--- Bloc de texte ---

L'article L. 312-1-1 du code monétaire dispose que la gestion d'un compte de dépôt est réglée par une convention entre la banque et son client, dont les mentions obligatoires doivent être précisées par arrêté ministériel après avis du comité consultatif placé auprès du Conseil national du crédit, lequel, composé en majorité, et en nombre égal, de représentants des établissements de crédit et de représentants de la clientèle, offre les conditions d'un dialogue constructif entre les banques et leurs clients.

La loi MURCEF a été promulguée le 11 décembre 2001. Or, hélas, aucun arrêté n'a été pris avant la fin de la précédente législature. Le nouveau Gouvernement, plutôt que de faire son devoir, a préféré proposer de suspendre l'application des dispositions législatives. Peut-on, par conséquent, encore parler de solution puisque le problème qui a été posé il y a près de deux ans ne sera pas résolu une fois que nous aurons quitté nos bancs ?

--- Entrées ---

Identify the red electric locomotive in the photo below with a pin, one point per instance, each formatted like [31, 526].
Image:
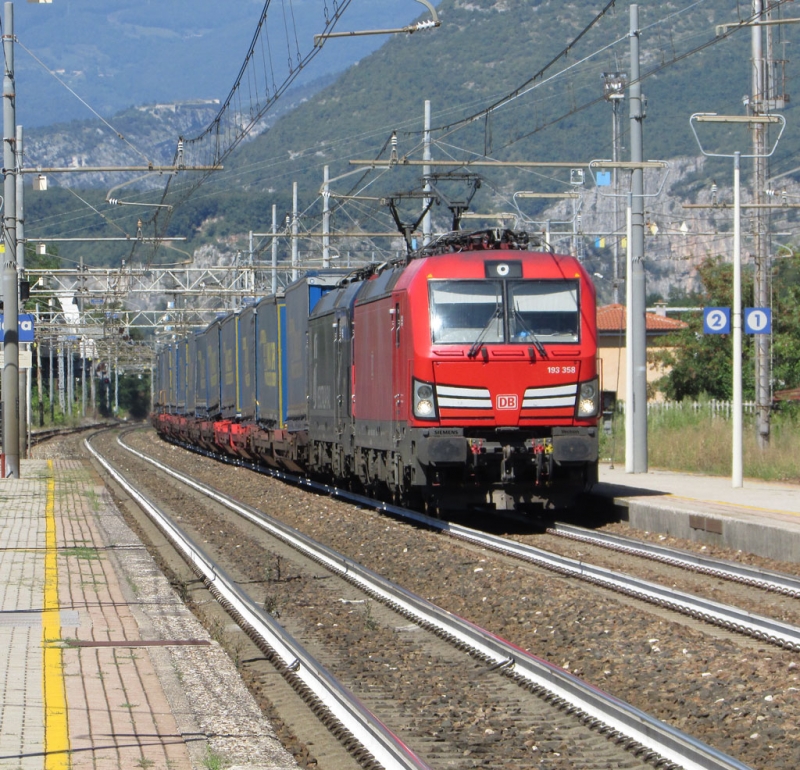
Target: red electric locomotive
[466, 377]
[463, 377]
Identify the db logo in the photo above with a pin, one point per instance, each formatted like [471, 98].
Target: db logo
[508, 402]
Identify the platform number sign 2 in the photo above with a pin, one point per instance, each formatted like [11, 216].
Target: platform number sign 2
[716, 320]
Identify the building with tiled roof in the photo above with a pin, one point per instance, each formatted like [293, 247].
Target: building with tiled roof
[611, 320]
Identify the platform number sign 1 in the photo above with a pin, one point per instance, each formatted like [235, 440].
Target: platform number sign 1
[716, 320]
[757, 320]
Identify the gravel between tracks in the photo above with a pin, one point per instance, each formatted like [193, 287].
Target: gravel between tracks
[741, 698]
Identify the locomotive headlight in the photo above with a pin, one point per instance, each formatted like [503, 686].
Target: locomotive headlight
[424, 404]
[588, 399]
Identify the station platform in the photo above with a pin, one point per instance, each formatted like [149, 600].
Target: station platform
[103, 666]
[760, 517]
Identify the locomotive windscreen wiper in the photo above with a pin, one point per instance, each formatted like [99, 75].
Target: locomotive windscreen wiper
[478, 344]
[529, 333]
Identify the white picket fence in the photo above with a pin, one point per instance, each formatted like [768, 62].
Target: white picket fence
[711, 408]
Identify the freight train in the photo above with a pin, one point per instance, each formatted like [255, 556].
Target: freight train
[463, 376]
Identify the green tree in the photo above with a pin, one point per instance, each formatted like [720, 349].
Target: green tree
[786, 323]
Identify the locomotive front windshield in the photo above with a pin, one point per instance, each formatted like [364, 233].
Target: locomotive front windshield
[496, 312]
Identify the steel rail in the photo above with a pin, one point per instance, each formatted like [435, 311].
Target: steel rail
[777, 582]
[593, 706]
[385, 747]
[749, 624]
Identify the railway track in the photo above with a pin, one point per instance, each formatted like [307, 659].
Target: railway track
[724, 616]
[788, 585]
[572, 698]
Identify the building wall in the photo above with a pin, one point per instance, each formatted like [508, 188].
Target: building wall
[613, 369]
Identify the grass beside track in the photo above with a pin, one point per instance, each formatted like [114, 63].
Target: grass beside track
[699, 442]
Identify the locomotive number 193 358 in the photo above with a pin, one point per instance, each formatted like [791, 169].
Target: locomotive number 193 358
[561, 370]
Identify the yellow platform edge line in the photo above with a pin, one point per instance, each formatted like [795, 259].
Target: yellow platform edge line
[56, 728]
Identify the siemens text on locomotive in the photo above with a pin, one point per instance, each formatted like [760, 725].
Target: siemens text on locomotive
[466, 376]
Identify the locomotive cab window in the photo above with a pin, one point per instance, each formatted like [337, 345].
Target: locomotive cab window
[496, 312]
[462, 311]
[544, 309]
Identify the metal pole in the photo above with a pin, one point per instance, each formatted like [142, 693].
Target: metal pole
[10, 278]
[326, 217]
[70, 379]
[52, 405]
[39, 372]
[638, 295]
[82, 351]
[427, 227]
[274, 249]
[615, 188]
[759, 106]
[736, 475]
[23, 411]
[294, 231]
[61, 381]
[629, 443]
[92, 388]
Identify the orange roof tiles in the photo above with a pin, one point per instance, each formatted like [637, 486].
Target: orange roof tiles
[612, 318]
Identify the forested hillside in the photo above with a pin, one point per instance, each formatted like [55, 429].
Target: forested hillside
[484, 50]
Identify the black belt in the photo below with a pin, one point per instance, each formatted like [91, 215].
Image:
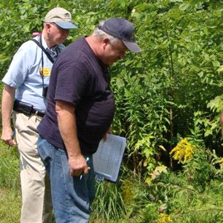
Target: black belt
[26, 108]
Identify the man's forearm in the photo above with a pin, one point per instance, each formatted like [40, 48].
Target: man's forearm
[7, 104]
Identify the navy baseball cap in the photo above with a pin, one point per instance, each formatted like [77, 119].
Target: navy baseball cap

---

→ À faire:
1. D'après le bloc de texte, à quelle date la loi MURCEF a-t-elle été promulguée ?
2. Reproduisez mot pour mot le passage du bloc de texte qui commence à « La loi MURCEF » et se termine à « quitté nos bancs ? ».

→ Réponses dans l'ordre:
1. Le 11 décembre 2001.

2.
La loi MURCEF a été promulguée le 11 décembre 2001. Or, hélas, aucun arrêté n'a été pris avant la fin de la précédente législature. Le nouveau Gouvernement, plutôt que de faire son devoir, a préféré proposer de suspendre l'application des dispositions législatives. Peut-on, par conséquent, encore parler de solution puisque le problème qui a été posé il y a près de deux ans ne sera pas résolu une fois que nous aurons quitté nos bancs ?